GOAL >>
Repeat the records below exactly as they appear.

PROVIDED RECORDS >>
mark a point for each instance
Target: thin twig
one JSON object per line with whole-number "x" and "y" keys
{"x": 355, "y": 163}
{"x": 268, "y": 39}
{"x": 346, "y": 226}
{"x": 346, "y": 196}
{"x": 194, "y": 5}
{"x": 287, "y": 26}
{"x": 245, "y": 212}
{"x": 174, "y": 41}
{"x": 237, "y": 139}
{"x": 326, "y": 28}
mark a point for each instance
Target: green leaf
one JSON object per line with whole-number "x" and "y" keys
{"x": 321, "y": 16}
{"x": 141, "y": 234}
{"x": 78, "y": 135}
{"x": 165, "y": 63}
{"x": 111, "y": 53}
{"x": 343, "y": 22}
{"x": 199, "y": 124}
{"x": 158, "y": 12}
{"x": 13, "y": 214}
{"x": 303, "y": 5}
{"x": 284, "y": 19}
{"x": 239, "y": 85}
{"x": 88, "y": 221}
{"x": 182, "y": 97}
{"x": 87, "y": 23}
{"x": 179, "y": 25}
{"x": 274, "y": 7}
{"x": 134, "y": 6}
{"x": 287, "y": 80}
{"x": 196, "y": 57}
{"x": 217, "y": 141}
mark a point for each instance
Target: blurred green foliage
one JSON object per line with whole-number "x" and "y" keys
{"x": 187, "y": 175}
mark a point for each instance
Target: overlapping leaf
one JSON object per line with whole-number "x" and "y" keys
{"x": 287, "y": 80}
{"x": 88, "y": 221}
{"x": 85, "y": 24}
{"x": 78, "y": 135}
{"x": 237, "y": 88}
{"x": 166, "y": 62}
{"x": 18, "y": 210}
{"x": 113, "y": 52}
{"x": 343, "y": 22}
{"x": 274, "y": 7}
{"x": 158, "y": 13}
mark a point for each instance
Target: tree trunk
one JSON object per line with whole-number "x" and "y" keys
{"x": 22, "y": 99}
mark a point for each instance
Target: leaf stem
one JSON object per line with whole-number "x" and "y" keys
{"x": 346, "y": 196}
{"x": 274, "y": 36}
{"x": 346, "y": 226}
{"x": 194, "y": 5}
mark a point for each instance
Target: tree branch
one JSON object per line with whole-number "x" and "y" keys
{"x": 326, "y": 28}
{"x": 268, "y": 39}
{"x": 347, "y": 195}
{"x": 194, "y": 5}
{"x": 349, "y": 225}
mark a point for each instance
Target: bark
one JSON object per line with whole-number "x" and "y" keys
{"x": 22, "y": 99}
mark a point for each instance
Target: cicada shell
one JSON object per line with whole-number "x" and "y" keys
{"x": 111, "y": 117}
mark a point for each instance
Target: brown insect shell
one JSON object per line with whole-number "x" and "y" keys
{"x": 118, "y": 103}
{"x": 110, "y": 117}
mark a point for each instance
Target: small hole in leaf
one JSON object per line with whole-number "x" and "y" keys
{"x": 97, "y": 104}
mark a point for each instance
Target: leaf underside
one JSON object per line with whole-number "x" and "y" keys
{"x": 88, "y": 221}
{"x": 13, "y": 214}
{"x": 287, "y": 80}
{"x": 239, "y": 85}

WRITTEN SOLUTION >>
mark a point for each instance
Target: thin twig
one JSON object per line with whole-number "x" and "y" keys
{"x": 355, "y": 163}
{"x": 268, "y": 39}
{"x": 346, "y": 226}
{"x": 346, "y": 196}
{"x": 194, "y": 5}
{"x": 287, "y": 26}
{"x": 245, "y": 212}
{"x": 174, "y": 41}
{"x": 237, "y": 139}
{"x": 326, "y": 28}
mark a point for each instance
Target: green leaf
one JSON object per line with whole-number "x" and "y" keys
{"x": 321, "y": 16}
{"x": 141, "y": 234}
{"x": 78, "y": 135}
{"x": 165, "y": 63}
{"x": 111, "y": 53}
{"x": 343, "y": 22}
{"x": 199, "y": 124}
{"x": 158, "y": 12}
{"x": 13, "y": 214}
{"x": 303, "y": 5}
{"x": 284, "y": 19}
{"x": 239, "y": 85}
{"x": 88, "y": 221}
{"x": 182, "y": 97}
{"x": 87, "y": 23}
{"x": 179, "y": 25}
{"x": 274, "y": 7}
{"x": 134, "y": 6}
{"x": 287, "y": 80}
{"x": 196, "y": 57}
{"x": 217, "y": 141}
mark a point for each instance
Target: blurred green foliage
one JSON object per line with whole-number "x" and "y" keys
{"x": 187, "y": 175}
mark a point for each instance
Target: overlapping leaf
one JSON object per line with whole-number "x" and "y" keys
{"x": 287, "y": 80}
{"x": 88, "y": 221}
{"x": 85, "y": 24}
{"x": 78, "y": 135}
{"x": 237, "y": 88}
{"x": 166, "y": 62}
{"x": 18, "y": 210}
{"x": 113, "y": 52}
{"x": 343, "y": 22}
{"x": 274, "y": 7}
{"x": 158, "y": 13}
mark a point for each instance
Target: tree trunk
one JSON object per line with whole-number "x" and "y" keys
{"x": 22, "y": 99}
mark a point for each instance
Target: leaf stem
one JSON object per line with whole-number "x" and "y" keys
{"x": 346, "y": 196}
{"x": 274, "y": 36}
{"x": 346, "y": 226}
{"x": 194, "y": 5}
mark a point for each instance
Target: tree branch
one JSON object per line with whole-number "x" and "y" keys
{"x": 326, "y": 28}
{"x": 268, "y": 39}
{"x": 347, "y": 195}
{"x": 194, "y": 5}
{"x": 349, "y": 225}
mark a point for each instance
Target: bark
one JSON object per line with whole-number "x" and "y" keys
{"x": 22, "y": 99}
mark a point for each instance
Target: cicada shell
one JSON object per line with whole-number "x" and "y" keys
{"x": 111, "y": 117}
mark a point for each instance
Target: brown insect shell
one JSON object per line with whole-number "x" and "y" keys
{"x": 118, "y": 103}
{"x": 110, "y": 117}
mark a point for each instance
Target: small hole in leaf
one JSON object per line with whole-number "x" and "y" keys
{"x": 97, "y": 104}
mark a point for each instance
Target: leaf underside
one JSON object per line with whole-number "x" and "y" keys
{"x": 88, "y": 221}
{"x": 13, "y": 214}
{"x": 287, "y": 80}
{"x": 239, "y": 85}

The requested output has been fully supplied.